▶ **Source passage**
[start]

THE IMPORTANCE OF SOCIETAL INFRASTRUCTURE

In Capitalism, Socialism, and the Promise of Democracy I wrote:

There can be no champion surfer without the wave. As talented and gifted as the surfer may be, if there is no wave, there is no performance to praise and admire. Without a functioning societal and economic infrastructure, there can be no business, entrepreneurial, and financial success. This infrastructure is built and financed by all of society, so there must be an equitable sharing with all of society of the gains reaped from this infrastructural foundation”.

What also needs to be made clear is the necessity of that societal and economic infrastructure being made available to all citizens.  If some segments of the population are not afforded the basic infrastructure on which personal economic success can be built, there can be no equality of economic opportunity and the result will be greater economic inequality.

Individuals in low income, poorer communities live with a societal and economic infrastructure that provides a deficient foundation on which personal economic success can be built.  Low quality, inadequately funded schools, deteriorating and dilapidated housing, limited numbers of health care providers often without the latest technology, lack of the availability of retail shopping, and high crime are extraordinarily difficult hurdles to overcome to attain personal economic success.  Add to this inadequate policing that, when it is present, is often discriminatory and predatory, and you have created barriers that make personal economic success a remote possibility.

Meanwhile, individuals living in higher income, wealthier communities have a societal and economic infrastructure that provides a very solid foundation on which personal economic success can be built.  Superior, adequately funded schools, well-built, high quality housing, abundant, well-funded, high-technology health-care options, a plethora of retail shopping options, safe neighborhoods, and policing that is non-threatening and helpful provide a foundation on which personal economic success is much more attainable.

A major problem for lower income, poorer communities is that the infrastructure required for personal economic success is too reliant on local funding and therefore the financial resources of the local community.  These financial resources also determine the willingness of developers, health-care providers, and businesses to invest in the community to provide quality housing, access to health-care, and retail shopping opportunities. If an adequate societal and economic infrastructure is an essential component for personal economic success, the funding of that infrastructure cannot be seen as primarily a local community responsibility.  Combating lack of economic opportunity in poorer communities and the resulting income and wealth inequality will require a commitment at the Federal level.  This will help to ensure all citizens are supported by a societal and economic infrastructure that creates greater equality of opportunity in the attainment of personal economic success. 

The funding for the building of such an infrastructure in communities where it does not exist must come from the Federal government in the form of block or categorical grants.  The money for the grants needs to be procured through increases in income, estate, and gift taxes on higher income, wealthier households, as well as an increase in the corporate tax rate.  As discussed in Capitalism, Socialism, and the Promise of Democracy, these taxes are near historical lows. 

We need a return to levels of taxation that reflect the tax structure that existed during the period of Democratic Capitalism in the country (1932-1980).  At that time, there typically existed 24 tax brackets.  From 1954 to 1963 the top marginal tax rate was 91%.  In the latter part of the 1960’s and in the 1970’s it was over 70%.  With election of Ronald Reagan in 1980 and the re-institution of an Oligarchic Capitalist system, both the number of brackets and the highest marginal tax rate began being reduced, greatly reducing the progressivity of the tax system.  Today there are only seven tax brackets with a top marginal tax rate of only 37%.  Both the number of brackets and the marginal tax rate on the highest earners needs to be increased.

[end]

[Pointing records]
[start]

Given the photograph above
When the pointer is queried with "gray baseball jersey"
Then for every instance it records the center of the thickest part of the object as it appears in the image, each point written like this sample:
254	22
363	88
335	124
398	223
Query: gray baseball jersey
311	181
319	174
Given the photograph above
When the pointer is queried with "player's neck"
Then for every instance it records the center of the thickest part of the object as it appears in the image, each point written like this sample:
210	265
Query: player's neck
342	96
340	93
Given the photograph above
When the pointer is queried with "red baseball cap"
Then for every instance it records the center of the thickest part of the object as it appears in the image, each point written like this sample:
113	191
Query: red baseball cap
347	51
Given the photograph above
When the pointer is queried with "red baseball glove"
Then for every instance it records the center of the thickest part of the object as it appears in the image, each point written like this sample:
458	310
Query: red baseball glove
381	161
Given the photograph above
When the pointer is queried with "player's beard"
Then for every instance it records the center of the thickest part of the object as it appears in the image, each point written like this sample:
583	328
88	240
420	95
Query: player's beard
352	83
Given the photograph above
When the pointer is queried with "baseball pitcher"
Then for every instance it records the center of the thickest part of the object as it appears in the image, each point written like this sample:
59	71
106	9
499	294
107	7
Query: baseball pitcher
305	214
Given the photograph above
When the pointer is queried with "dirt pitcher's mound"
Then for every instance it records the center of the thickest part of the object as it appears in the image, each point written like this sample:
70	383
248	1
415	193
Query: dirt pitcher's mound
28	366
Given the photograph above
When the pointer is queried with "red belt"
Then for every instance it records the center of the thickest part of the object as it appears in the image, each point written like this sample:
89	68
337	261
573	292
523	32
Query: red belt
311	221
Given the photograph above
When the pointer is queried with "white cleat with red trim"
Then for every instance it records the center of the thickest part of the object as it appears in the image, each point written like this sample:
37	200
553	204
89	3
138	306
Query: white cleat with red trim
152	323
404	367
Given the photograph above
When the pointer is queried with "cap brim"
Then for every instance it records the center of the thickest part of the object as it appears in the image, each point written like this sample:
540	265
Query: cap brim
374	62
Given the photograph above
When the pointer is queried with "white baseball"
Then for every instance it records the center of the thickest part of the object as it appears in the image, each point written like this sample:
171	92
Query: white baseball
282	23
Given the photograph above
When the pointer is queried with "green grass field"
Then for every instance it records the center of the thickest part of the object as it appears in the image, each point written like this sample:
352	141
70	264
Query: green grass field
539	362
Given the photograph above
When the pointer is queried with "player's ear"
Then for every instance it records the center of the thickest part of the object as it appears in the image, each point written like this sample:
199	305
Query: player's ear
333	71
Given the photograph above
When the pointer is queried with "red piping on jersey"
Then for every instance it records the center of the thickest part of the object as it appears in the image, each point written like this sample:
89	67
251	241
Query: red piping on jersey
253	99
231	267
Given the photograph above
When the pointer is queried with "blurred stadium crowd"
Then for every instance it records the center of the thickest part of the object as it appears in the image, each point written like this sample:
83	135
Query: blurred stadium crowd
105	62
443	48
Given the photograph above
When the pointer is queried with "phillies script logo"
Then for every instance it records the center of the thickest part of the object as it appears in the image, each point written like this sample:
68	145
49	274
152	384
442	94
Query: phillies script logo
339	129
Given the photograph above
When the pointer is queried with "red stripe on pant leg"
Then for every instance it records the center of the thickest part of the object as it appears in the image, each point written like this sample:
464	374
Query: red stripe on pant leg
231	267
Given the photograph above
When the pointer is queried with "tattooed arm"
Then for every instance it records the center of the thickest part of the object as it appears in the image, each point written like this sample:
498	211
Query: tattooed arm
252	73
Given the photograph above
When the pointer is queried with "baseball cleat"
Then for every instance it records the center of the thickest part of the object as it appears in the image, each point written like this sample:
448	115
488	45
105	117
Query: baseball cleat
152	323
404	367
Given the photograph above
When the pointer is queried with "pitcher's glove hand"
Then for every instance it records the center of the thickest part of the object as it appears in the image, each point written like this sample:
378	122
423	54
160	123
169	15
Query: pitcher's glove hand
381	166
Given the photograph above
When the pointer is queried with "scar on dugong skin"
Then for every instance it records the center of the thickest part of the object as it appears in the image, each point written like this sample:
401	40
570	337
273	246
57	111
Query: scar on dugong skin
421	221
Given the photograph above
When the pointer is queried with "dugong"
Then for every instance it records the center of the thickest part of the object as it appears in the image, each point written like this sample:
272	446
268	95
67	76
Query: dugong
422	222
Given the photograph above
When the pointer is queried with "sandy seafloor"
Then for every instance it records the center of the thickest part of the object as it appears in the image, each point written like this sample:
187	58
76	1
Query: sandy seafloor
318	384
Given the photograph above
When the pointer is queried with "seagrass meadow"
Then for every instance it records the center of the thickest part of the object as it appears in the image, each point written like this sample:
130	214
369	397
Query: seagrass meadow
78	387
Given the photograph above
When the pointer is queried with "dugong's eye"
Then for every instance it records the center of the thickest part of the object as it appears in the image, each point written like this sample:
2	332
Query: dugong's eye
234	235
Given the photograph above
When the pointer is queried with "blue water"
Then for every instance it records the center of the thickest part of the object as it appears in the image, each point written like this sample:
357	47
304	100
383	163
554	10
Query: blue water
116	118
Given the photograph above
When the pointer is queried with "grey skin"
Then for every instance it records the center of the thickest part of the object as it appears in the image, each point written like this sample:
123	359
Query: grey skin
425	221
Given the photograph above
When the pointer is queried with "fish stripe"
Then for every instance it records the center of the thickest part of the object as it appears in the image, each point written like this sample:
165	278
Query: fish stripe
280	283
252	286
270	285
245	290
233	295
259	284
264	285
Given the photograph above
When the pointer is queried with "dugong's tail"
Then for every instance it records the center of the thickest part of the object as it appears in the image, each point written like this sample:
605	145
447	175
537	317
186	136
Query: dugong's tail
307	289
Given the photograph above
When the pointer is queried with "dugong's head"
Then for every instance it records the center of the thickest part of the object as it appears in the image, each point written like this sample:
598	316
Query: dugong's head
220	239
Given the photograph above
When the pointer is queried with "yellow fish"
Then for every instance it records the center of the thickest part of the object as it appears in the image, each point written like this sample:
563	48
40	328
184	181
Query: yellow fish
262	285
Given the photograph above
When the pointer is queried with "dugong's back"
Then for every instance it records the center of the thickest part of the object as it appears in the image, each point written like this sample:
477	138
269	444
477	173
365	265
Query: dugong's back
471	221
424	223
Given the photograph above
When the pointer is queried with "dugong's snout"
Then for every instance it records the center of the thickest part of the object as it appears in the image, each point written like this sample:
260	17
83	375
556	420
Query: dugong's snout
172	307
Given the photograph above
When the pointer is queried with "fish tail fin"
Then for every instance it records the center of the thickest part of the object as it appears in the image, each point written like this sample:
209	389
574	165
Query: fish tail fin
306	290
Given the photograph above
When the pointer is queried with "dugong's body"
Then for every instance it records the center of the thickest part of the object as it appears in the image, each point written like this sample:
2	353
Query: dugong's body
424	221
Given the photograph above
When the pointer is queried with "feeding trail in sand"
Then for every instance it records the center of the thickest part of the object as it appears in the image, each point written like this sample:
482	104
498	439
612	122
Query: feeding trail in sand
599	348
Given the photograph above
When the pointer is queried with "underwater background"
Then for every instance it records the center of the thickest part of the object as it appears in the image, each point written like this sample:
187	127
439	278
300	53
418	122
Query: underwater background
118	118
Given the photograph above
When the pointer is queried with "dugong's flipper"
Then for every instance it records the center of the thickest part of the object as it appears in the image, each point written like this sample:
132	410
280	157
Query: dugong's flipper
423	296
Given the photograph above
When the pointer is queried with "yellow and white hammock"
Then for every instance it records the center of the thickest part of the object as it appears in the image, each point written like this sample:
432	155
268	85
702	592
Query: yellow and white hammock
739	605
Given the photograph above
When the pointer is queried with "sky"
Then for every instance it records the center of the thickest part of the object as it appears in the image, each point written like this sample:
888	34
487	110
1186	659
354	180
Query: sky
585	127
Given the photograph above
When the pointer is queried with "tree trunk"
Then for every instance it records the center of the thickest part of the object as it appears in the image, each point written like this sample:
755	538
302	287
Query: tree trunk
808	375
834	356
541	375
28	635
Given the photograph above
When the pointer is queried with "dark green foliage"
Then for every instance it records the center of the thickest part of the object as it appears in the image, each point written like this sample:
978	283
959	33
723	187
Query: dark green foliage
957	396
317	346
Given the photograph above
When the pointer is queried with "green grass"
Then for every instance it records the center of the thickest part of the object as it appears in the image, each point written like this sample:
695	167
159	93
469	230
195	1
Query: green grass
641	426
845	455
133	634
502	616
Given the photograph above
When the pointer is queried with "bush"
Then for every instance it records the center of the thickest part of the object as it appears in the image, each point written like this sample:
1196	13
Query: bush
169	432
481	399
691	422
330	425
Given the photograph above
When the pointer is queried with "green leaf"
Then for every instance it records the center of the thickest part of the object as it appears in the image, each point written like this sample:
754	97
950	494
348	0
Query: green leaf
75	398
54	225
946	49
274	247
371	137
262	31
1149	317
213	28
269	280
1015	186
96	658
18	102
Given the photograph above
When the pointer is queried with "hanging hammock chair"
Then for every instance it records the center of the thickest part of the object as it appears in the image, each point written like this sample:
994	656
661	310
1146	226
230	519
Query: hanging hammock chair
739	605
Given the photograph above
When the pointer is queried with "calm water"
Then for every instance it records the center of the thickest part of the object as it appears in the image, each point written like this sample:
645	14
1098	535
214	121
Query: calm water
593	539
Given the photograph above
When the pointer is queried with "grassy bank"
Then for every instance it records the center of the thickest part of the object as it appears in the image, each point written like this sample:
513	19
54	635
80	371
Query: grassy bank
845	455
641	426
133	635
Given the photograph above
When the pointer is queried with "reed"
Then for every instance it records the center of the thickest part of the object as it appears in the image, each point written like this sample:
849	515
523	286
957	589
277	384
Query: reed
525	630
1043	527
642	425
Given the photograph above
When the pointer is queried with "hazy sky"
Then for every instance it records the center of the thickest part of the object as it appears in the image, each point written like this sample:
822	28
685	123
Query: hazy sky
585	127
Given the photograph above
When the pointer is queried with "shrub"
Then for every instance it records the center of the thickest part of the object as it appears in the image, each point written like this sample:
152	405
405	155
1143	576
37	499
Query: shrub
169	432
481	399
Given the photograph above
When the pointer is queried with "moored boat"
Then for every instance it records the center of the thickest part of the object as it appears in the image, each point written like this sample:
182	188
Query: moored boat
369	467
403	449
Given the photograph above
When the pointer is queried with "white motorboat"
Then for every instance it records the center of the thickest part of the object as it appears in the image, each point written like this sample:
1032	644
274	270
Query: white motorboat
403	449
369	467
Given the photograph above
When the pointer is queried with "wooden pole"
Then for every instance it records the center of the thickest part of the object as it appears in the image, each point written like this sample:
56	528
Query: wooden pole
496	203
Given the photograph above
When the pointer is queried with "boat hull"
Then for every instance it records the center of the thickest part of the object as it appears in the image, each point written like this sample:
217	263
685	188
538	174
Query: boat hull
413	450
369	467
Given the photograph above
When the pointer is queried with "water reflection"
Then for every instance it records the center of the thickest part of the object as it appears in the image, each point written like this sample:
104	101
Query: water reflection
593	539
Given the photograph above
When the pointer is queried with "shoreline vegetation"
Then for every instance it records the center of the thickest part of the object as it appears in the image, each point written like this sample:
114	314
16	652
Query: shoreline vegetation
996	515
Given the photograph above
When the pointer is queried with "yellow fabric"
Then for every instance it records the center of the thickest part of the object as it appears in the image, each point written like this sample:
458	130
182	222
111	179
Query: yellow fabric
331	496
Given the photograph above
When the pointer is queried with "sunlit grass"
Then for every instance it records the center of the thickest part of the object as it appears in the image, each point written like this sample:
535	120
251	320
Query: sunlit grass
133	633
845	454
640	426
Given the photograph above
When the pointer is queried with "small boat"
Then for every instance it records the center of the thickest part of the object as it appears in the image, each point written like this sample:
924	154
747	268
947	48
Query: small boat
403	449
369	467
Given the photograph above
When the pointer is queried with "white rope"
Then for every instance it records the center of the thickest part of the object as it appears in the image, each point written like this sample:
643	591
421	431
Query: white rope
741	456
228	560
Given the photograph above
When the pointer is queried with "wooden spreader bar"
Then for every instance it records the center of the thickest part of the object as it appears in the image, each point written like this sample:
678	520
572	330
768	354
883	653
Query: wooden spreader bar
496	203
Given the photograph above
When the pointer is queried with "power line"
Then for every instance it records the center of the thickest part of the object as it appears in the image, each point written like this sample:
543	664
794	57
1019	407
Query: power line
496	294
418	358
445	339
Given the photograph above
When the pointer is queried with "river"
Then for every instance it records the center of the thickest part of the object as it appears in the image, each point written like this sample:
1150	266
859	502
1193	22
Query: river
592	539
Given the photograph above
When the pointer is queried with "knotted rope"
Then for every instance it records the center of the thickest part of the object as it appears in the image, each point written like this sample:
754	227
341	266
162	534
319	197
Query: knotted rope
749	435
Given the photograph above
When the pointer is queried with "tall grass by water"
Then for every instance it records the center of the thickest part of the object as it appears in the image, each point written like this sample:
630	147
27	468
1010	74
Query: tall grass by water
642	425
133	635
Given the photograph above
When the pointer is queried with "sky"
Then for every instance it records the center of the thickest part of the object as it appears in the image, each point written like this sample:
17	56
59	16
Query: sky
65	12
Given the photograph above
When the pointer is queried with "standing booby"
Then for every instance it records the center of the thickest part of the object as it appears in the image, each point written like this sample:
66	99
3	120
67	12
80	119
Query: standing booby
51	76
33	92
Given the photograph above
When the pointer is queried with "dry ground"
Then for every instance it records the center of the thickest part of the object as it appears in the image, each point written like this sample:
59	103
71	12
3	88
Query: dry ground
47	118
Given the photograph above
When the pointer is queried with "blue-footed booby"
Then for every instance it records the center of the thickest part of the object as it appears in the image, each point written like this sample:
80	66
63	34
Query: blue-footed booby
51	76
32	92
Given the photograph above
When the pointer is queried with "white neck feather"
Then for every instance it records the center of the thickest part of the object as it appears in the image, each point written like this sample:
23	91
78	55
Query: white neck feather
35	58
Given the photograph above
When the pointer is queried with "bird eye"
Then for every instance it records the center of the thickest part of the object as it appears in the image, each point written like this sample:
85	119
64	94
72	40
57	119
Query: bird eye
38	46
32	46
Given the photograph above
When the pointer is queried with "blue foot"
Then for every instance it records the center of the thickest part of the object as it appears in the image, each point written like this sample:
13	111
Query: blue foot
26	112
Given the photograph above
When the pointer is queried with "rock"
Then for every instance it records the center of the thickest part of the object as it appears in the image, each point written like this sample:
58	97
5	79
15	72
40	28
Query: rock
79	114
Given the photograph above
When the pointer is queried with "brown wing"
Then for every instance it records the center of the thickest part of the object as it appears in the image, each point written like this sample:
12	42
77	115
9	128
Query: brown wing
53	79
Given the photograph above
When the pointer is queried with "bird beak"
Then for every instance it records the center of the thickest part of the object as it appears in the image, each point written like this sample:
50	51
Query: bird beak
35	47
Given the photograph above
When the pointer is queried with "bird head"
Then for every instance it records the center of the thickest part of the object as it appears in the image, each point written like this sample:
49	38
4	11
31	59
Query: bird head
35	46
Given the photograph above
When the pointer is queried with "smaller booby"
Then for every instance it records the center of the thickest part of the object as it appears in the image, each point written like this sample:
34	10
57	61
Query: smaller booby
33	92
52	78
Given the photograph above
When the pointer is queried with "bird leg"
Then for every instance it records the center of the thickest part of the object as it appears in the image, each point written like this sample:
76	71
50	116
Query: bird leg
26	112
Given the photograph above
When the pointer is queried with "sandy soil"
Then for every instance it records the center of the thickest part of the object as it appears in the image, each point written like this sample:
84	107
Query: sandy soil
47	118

[end]

▶ **Tasks**
a - In the passage on societal infrastructure, what was the top marginal tax rate from 1954 to 1963?
b - List each tax that the passage on societal infrastructure says should be increased to pay for the grants.

▶ **Answers to the exercise**
a - 91%

b -
- Income tax on higher income, wealthier households
- Estate tax on higher income, wealthier households
- Gift tax on higher income, wealthier households
- Corporate tax rate